[Records]
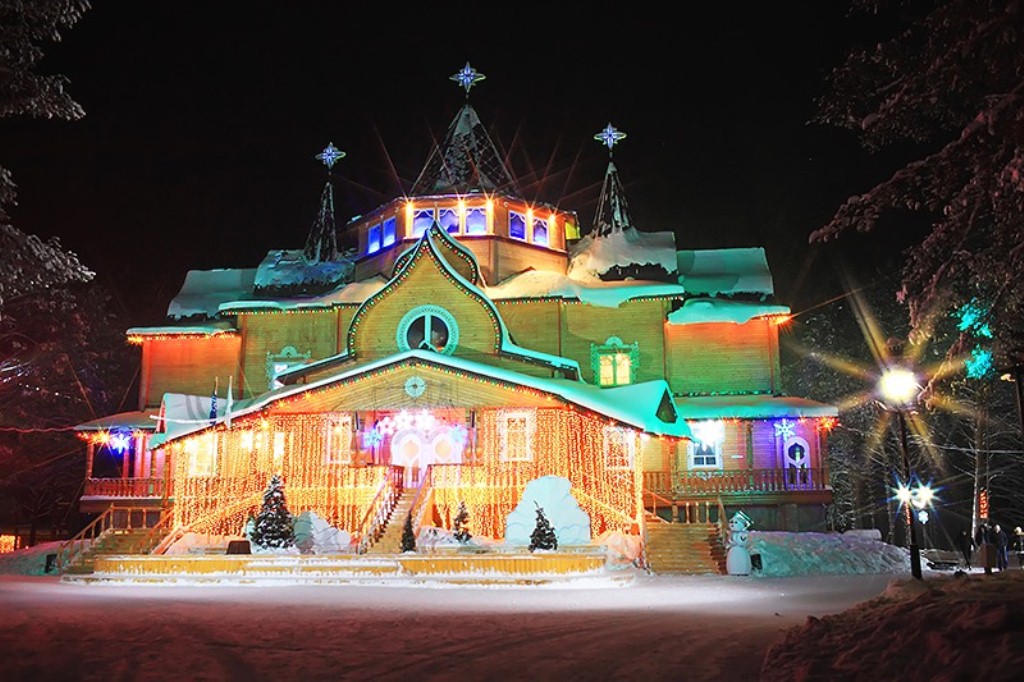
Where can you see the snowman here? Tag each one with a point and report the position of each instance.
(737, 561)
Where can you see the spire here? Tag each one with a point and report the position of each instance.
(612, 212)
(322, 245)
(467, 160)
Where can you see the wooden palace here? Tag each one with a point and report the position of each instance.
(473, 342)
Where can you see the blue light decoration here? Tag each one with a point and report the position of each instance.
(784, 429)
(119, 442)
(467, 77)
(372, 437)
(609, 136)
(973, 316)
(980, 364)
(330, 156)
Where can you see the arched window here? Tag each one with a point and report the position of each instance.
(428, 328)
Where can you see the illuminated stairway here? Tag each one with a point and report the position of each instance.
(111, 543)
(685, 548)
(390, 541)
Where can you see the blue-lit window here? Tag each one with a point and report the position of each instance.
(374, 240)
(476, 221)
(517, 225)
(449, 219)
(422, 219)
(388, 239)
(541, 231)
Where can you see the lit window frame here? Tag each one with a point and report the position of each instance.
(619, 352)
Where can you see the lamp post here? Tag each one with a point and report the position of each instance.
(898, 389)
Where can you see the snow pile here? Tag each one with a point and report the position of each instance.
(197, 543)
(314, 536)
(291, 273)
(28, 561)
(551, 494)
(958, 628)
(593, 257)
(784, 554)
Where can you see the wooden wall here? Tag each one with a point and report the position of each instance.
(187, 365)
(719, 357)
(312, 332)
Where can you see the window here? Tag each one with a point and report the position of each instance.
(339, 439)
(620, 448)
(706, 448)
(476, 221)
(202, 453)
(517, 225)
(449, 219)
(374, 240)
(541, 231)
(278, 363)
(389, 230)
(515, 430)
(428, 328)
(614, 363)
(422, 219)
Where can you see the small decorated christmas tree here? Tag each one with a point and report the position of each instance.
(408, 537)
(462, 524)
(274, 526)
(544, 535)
...
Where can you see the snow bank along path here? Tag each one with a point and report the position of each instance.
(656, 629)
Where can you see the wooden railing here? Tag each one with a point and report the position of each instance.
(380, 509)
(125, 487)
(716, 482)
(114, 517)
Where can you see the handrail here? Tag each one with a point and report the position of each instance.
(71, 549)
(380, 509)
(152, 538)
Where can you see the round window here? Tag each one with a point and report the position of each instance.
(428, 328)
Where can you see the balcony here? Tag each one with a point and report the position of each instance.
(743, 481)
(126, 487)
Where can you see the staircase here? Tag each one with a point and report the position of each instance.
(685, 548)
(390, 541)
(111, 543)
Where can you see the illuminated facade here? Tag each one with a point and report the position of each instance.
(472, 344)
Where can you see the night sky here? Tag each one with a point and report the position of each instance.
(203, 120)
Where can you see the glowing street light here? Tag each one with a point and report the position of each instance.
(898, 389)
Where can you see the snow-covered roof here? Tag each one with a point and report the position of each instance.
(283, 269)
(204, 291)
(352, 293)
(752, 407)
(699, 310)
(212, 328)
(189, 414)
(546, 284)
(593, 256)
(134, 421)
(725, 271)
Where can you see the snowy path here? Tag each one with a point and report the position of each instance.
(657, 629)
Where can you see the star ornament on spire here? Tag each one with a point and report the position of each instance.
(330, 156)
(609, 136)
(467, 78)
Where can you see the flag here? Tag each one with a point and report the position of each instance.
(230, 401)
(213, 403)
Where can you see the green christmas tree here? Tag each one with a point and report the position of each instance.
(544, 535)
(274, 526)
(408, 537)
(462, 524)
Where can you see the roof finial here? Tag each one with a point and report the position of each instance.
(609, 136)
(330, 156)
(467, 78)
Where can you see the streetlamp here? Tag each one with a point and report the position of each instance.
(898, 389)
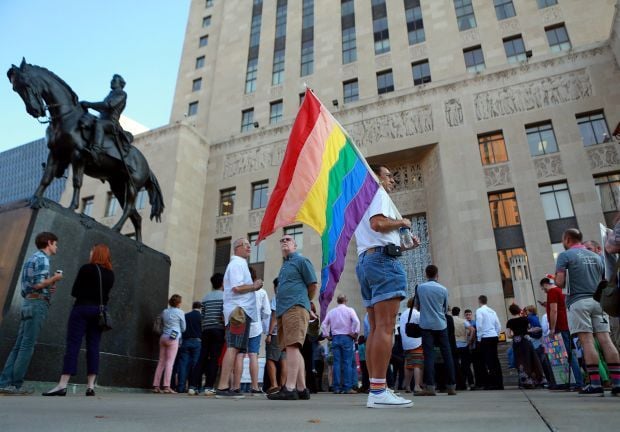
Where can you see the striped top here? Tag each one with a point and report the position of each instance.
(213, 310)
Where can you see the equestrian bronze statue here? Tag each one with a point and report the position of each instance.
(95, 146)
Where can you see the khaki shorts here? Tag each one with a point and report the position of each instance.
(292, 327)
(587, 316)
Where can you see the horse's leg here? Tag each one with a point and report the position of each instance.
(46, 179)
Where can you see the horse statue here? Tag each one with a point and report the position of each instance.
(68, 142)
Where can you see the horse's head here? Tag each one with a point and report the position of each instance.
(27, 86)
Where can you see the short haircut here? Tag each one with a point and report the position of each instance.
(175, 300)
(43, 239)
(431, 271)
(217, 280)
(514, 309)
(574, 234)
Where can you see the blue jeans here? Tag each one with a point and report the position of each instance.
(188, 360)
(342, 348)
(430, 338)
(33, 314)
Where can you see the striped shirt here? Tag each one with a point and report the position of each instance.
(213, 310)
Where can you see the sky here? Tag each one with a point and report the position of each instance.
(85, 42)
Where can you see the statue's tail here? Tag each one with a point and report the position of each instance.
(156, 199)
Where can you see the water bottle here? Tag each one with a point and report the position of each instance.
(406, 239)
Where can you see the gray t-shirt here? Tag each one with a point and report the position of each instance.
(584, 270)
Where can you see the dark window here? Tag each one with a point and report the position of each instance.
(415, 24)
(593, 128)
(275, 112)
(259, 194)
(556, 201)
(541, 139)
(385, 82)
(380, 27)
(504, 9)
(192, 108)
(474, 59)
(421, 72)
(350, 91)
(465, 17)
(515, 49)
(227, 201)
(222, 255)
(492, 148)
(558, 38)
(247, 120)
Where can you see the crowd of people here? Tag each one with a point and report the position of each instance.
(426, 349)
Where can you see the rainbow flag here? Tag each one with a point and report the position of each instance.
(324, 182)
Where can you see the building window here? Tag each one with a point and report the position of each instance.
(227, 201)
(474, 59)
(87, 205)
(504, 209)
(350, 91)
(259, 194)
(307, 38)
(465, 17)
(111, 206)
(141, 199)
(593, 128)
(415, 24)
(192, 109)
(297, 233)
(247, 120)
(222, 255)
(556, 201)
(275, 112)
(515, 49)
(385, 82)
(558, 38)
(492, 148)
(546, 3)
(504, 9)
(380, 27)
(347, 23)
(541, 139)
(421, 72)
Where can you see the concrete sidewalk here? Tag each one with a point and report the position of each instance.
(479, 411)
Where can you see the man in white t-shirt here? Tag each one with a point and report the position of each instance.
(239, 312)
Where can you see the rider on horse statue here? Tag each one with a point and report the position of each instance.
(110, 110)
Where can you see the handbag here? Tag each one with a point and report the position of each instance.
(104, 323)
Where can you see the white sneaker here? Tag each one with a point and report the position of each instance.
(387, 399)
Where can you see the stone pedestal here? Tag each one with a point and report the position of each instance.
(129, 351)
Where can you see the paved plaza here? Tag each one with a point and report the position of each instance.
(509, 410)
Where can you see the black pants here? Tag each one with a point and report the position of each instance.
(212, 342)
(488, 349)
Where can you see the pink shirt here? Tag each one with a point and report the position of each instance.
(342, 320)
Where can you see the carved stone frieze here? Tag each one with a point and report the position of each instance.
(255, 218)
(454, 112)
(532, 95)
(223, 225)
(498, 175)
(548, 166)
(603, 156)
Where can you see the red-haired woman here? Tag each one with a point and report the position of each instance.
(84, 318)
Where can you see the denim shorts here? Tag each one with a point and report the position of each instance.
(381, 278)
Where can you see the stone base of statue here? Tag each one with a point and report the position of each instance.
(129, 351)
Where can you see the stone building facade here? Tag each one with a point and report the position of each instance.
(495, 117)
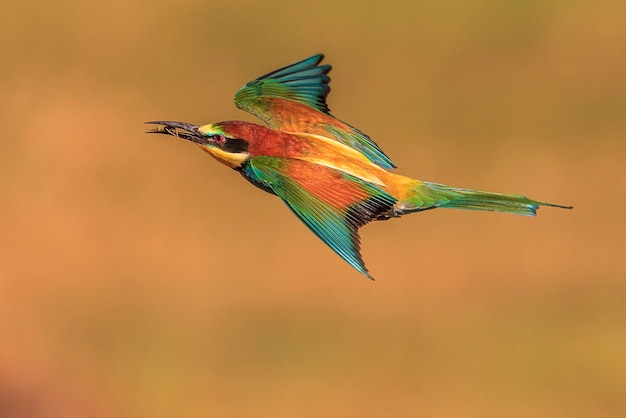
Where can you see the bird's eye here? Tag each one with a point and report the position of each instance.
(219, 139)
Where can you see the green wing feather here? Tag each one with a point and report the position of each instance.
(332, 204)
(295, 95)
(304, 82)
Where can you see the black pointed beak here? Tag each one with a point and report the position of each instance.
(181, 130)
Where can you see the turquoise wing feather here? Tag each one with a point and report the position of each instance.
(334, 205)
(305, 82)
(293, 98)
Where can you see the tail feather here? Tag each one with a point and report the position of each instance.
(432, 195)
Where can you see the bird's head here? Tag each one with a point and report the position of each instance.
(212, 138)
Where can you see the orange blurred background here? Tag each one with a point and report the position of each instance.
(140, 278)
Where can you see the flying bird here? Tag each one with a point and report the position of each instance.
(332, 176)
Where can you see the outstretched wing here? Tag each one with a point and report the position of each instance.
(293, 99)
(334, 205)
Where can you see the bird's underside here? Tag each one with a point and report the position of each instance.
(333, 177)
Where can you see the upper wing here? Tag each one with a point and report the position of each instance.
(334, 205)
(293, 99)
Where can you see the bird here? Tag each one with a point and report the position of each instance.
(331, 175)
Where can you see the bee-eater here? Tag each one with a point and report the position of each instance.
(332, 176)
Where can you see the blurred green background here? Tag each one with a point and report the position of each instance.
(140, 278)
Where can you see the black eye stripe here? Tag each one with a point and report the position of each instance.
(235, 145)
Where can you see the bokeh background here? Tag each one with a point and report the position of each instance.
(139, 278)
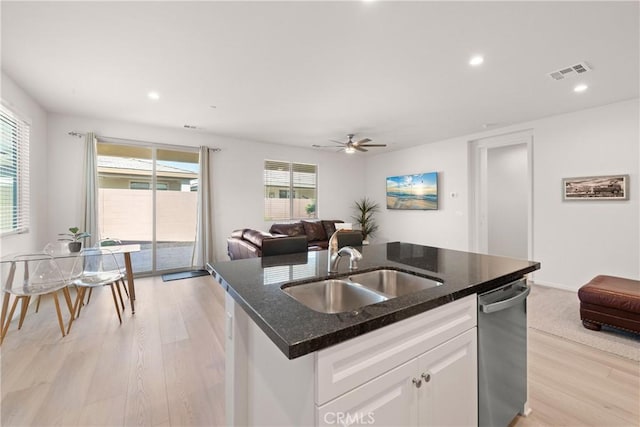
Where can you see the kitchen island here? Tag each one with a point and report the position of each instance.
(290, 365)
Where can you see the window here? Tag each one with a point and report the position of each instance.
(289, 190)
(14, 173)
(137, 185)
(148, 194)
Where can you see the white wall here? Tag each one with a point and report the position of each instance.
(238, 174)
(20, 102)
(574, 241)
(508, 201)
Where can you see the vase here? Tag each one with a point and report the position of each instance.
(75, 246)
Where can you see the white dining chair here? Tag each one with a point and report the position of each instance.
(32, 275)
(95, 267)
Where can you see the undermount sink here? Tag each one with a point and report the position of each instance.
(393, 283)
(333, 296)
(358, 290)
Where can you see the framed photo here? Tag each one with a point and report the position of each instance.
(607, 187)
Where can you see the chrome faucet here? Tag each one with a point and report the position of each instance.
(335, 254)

### PROBLEM TO WORK ON
How many lines of the entries above contain the string "shorts", counting only matches in the same case? Reply with the number alone.

### WRITTEN RESPONSE
2